Please answer these questions from the Lords debate extract:
(a) Who rose to move the resolution?
(b) What is the Act of 1919 popularly called?
(c) Which two Convocations does the extract name?

─── Extract to read

HL Deb 15 June 1921 vol 45 cc578-87

THE LORD ARCHBISHOP OF CANTERBURY rose to move, "That in accordance with the Church of England Assembly (Powers) Act, 1919, this House do direct that the Parochial Church Councils (Powers) Measure, 1921, be presented to His Majesty for Royal Assent." His Grace said: My Lords, in moving the Resolution which stands in my name, may I explain what the purport of that proposal is? Your Lordships will remember that the Act of 1919, which is popularly called the Enabling Act, lays down specifically in the Constitution appended to it that when the Assembly which the Act constitutes had got into shape, and was doing its work, it should before entering upon any other legislative business, make provision for the self-government of the Church by passing through the Assembly measures— (a) Declaring that the Convocations of Canterbury and York have power, by canon lawfully passed and promulged, to amend the Constitution of the- Lower Houses thereof; (b) conferring upon the parochial church councils constituted under the Schedule to this Constitution such powers as the Assembly may determine. Those duties were laid upon us as obligatory before we proceeded to other work in the Assembly.

──────
─── Record extracts

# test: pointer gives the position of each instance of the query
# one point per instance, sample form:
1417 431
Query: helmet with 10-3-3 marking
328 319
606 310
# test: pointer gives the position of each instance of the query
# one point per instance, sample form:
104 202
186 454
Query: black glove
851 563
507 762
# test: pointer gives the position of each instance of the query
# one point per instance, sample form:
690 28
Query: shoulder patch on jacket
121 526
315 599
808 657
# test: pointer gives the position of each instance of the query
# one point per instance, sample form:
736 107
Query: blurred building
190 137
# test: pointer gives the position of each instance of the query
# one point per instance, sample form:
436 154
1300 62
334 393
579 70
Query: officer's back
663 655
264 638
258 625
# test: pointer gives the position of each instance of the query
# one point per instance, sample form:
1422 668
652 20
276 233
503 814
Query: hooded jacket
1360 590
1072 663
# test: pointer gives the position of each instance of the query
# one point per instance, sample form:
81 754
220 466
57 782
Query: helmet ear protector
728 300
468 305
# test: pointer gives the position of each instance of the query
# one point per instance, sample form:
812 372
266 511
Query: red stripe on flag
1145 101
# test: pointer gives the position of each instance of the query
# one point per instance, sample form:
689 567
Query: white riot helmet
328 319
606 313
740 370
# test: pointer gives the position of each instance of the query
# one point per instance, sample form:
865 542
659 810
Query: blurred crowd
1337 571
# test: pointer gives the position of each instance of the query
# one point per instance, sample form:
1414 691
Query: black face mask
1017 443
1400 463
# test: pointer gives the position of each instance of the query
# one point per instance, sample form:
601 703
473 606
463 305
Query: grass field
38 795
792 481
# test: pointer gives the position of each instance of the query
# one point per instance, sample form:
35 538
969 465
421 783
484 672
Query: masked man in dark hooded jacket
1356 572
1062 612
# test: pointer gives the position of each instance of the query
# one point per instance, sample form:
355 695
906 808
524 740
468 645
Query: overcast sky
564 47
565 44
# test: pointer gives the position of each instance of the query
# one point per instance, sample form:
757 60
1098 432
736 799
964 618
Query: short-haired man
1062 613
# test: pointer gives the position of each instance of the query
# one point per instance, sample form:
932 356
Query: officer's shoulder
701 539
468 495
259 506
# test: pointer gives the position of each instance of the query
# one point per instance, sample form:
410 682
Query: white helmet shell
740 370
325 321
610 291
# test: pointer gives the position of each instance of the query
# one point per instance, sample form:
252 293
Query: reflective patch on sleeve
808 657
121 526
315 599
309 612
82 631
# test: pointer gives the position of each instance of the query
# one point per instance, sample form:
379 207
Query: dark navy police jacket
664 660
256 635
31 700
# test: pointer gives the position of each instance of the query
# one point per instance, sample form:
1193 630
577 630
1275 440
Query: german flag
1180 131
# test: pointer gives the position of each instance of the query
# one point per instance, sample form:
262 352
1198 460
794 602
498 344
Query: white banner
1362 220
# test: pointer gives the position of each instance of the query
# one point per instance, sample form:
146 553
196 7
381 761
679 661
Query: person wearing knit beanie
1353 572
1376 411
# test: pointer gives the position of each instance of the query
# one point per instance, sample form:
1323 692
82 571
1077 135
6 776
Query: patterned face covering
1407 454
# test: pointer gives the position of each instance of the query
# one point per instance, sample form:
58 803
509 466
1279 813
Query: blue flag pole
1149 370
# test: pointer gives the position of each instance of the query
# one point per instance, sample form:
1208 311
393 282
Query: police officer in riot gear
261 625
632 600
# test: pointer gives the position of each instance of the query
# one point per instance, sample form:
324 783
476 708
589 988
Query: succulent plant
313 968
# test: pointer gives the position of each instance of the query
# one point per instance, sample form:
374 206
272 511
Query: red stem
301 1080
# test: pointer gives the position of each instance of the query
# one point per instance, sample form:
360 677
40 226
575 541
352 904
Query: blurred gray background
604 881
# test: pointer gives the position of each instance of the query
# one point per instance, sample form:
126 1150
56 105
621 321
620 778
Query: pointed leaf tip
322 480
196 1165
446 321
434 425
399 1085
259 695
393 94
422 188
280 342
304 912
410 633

──────
─── Record extracts

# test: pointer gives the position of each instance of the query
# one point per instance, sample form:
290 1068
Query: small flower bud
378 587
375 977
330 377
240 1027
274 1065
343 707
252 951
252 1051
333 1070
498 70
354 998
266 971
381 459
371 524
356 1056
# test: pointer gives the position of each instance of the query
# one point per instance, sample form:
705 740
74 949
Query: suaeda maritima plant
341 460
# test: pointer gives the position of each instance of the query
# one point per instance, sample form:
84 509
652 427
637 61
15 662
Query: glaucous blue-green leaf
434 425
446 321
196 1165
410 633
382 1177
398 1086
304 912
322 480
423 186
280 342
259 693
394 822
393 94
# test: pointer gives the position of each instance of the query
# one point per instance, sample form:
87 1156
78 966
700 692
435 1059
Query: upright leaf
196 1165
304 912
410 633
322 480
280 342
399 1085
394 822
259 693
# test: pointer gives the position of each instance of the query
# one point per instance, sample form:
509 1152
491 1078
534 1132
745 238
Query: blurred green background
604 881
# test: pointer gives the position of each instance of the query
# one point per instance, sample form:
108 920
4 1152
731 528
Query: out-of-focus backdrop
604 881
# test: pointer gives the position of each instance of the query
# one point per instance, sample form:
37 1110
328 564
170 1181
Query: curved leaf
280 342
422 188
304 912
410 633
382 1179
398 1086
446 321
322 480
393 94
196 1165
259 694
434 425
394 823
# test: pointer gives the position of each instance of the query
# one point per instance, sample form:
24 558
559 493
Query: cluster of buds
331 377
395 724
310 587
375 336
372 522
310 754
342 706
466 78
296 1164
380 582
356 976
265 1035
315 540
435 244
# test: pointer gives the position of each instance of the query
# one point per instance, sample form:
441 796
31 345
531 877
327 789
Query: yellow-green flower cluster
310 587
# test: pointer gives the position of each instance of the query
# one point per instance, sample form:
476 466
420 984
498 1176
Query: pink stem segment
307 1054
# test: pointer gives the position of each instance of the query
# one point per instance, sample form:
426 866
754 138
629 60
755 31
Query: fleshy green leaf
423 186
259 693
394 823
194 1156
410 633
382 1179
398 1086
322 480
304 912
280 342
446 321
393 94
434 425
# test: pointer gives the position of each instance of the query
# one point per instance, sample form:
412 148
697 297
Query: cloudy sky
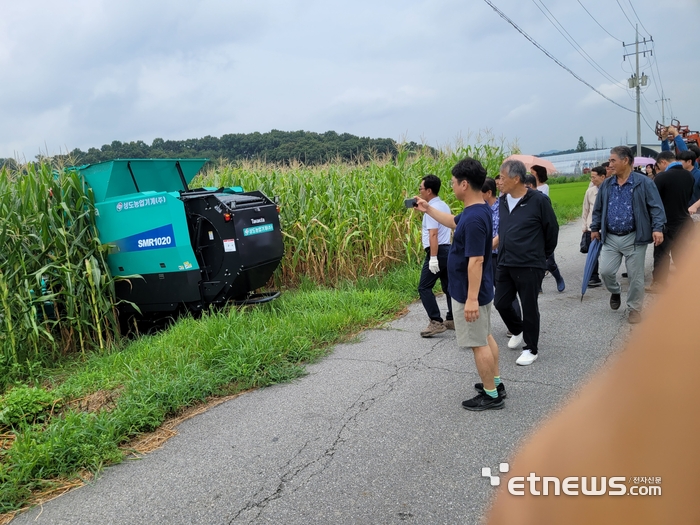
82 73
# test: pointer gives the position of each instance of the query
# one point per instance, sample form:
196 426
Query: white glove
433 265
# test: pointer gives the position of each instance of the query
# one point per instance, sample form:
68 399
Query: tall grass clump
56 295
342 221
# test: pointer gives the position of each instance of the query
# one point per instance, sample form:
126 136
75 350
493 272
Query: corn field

──────
─── Record extracts

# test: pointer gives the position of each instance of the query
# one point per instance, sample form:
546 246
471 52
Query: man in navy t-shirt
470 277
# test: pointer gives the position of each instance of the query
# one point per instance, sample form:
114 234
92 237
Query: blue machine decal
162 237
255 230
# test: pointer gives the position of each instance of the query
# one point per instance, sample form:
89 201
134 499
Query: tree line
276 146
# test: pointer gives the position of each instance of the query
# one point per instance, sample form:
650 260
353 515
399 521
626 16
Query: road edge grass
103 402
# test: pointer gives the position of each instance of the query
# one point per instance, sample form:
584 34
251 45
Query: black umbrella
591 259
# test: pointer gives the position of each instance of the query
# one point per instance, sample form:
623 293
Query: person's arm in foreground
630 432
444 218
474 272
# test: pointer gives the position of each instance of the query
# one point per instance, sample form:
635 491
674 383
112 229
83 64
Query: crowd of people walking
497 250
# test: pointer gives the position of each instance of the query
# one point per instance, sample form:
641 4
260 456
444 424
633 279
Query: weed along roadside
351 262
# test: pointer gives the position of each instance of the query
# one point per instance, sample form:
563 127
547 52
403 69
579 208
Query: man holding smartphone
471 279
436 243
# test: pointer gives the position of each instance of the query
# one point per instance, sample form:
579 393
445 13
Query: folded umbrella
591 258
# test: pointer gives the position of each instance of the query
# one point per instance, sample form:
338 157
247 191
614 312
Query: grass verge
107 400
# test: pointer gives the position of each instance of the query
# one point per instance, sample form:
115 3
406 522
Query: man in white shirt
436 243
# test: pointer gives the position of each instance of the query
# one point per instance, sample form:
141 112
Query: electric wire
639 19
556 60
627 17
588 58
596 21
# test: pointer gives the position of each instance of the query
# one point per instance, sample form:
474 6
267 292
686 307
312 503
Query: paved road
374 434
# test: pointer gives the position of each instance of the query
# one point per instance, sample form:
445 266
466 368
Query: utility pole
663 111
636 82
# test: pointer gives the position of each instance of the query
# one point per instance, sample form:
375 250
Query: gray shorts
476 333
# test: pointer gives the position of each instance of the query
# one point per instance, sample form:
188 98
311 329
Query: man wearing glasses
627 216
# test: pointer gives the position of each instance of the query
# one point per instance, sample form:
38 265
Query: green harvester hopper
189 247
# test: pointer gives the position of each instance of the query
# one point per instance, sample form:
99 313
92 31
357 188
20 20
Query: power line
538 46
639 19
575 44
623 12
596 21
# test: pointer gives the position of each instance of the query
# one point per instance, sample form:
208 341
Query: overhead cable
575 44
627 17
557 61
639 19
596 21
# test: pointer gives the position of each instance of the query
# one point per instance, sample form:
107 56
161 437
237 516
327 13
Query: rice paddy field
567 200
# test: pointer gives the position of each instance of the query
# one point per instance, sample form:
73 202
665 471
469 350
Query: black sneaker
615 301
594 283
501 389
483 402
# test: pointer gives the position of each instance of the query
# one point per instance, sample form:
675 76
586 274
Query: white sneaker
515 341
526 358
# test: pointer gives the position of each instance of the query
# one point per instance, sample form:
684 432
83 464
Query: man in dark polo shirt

──────

### [The completed task]
(a) The Lord Archbishop of Canterbury
(b) The Enabling Act
(c) Canterbury and York